▸ Task: Edit the comment thread: rewrite everything from "2021년 09월 2일 작성이: jollyfox" down to "love and hugs.", replacing "journey" with "path".

▸ Study text:
---------------
2021년 09월 2일 작성이: Fritzy 22
Aw this is possibly the saddest images I’ve seen. I hate so much that you felt like this, that anyone would… you’ve come so far ❤️ 
2021년 09월 2일 작성이: TorStar80
The pain some nice folks have to go through is heartbreaking. ❤️SMH. Wishing you all the self-love you deserve to revel in and enjoy ten years later. Cheers! 
2021년 09월 2일 작성이: jollyfox
So glad you are feeling better - an feeling better about yourself! The very best kind of progress. All the best in your continuing journey 💕 
2021년 09월 2일 작성이: grammalaura
Thank you for sharing. I’m happy you’re still here too 
2021년 09월 3일 작성이: cindylynnwho
Great news: you are here. you matter. you have a community of support here should you need. 🤗 
2021년 09월 3일 작성이: IJT's Mom
Sending you love and hugs.  
2021년 09월 3일 작성이: liz-andra
Oh how I know that feeling! I am happy you are here too! and so brave it took a lot of courage to post those pics! BRAVO!
---------------
▸ Provided material:
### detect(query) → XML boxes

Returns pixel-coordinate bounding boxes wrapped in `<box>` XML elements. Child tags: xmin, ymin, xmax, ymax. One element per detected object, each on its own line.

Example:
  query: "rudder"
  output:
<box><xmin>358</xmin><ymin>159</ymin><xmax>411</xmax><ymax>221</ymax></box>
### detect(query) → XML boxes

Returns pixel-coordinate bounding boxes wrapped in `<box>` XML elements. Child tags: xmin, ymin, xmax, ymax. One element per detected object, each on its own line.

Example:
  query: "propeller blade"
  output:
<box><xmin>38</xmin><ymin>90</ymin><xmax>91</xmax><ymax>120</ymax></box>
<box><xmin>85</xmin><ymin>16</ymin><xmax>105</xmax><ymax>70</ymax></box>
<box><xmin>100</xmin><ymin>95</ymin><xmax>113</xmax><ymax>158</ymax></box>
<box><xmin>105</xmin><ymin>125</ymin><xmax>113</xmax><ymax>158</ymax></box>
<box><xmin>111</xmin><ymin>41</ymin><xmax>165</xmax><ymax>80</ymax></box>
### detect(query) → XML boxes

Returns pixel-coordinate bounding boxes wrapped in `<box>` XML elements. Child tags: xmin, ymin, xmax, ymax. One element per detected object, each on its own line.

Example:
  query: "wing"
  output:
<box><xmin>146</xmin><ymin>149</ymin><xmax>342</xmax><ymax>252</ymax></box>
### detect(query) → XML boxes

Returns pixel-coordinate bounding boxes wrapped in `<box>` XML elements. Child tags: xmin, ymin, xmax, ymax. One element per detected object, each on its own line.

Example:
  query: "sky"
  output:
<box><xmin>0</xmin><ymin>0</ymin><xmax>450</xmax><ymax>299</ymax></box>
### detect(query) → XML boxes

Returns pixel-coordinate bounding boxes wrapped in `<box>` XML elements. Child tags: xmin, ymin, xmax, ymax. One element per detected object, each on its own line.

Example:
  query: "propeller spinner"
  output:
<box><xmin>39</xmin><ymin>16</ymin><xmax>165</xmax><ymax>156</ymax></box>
---------------
▸ Task result:
2021년 09월 2일 작성이: jollyfox
So glad you are feeling better - an feeling better about yourself! The very best kind of progress. All the best in your continuing path 💕 
2021년 09월 2일 작성이: grammalaura
Thank you for sharing. I’m happy you’re still here too 
2021년 09월 3일 작성이: cindylynnwho
Great news: you are here. you matter. you have a community of support here should you need. 🤗 
2021년 09월 3일 작성이: IJT's Mom
Sending you love and hugs.